La prima avanguardia sovietica a giungere ad Auschwitz, il 27 gennaio 1945, era composta da quattro soldati a cavallo. Si guardarono intorno muti e increduli, pietrificati come il suolo ghiacciato da una specie di ritegno che impediva loro di sostenere lo sguardo dei superstiti del lager, che si aggiravano come ombre fra i cadaveri irrigiditi, le baracche diroccate, le masserizie scomposte. Racconta Primo Levi (“La Tregua”, Einaudi, 1963) che l’attimo supremo della liberazione fu vissuto dai pochi e stenti vivi con un senso opprimibile di pudore, per le brutture che l’indicibile tragedia della Shoah aveva lasciato su di loro.
Se, come dice ancora Levi, la ferita insanabile dell’Olocausto rimane come inesauribile fonte di male, che si propaga per mille vie, come ansia di vendetta, come cedimento morale, come negazione, come stanchezza, come rinuncia, vale forse la pena di raccontare la storia di Abraham Klein, la cui traiettoria è segnata dai lasciti avvelenati descritti dallo scrittore torinese, benché fortunatamente priva dei risvolti tragici di solito associati alle conseguenze dello sterminio degli ebrei. Klein è stato uno dei migliori arbitri internazionali degli anni ’70 e ’80 del secolo scorso e in tale veste ha diretto alcune delle partite più memorabili della nazionale di calcio, fra cui quella contro il Brasile ai Mondiali del 1982.

*COMPITO DA SVOLGERE:*
Secondo Levi, come riportato nell'estratto, in quali forme si propaga il male dell'Olocausto? Elencale tutte. I dati non servono per svolgere il compito.

*Voci del dataset:*

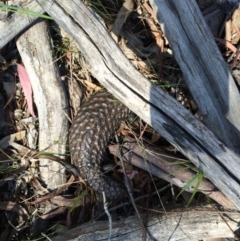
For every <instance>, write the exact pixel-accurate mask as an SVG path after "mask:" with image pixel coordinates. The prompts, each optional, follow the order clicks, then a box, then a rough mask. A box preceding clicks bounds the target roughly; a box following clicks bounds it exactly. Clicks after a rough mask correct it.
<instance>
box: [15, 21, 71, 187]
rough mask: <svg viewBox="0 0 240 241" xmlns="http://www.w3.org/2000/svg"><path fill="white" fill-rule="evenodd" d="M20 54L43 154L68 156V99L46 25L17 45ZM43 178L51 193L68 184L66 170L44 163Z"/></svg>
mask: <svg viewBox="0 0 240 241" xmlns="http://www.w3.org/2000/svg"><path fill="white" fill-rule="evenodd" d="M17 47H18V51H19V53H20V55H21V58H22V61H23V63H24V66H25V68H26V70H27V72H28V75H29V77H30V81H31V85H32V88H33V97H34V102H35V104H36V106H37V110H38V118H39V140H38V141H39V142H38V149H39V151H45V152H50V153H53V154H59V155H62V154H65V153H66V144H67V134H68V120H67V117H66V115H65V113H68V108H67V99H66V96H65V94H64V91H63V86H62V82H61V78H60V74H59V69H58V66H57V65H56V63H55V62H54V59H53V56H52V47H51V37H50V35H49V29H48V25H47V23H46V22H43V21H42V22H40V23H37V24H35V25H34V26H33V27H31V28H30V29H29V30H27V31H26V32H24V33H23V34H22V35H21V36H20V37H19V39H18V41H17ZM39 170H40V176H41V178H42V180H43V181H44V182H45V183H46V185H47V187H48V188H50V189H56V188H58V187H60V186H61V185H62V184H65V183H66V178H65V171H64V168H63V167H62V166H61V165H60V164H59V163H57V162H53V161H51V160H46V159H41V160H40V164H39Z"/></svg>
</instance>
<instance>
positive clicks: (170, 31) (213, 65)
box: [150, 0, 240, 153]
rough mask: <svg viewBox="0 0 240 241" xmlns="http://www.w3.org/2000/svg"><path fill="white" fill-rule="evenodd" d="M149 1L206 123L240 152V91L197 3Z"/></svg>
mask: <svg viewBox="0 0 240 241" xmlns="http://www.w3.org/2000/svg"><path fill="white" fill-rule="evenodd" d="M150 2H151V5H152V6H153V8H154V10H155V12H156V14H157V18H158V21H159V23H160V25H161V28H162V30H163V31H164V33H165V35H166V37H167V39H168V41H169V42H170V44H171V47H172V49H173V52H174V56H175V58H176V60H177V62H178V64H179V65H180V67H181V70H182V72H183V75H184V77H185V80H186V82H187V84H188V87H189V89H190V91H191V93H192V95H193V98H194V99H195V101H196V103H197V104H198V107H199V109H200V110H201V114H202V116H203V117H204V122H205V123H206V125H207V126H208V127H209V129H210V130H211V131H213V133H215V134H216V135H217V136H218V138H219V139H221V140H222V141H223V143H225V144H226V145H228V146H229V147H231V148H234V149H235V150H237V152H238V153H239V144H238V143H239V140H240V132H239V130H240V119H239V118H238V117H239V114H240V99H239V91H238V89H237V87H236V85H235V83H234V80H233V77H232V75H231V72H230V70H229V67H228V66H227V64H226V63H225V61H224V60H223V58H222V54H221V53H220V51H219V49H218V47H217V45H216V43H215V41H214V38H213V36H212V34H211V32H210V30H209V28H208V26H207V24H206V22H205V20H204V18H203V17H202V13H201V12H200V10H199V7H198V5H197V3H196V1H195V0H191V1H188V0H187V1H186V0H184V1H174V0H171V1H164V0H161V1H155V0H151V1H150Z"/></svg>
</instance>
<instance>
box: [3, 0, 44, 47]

*LA TUA RISPOSTA:*
- ansia di vendetta
- cedimento morale
- negazione
- stanchezza
- rinuncia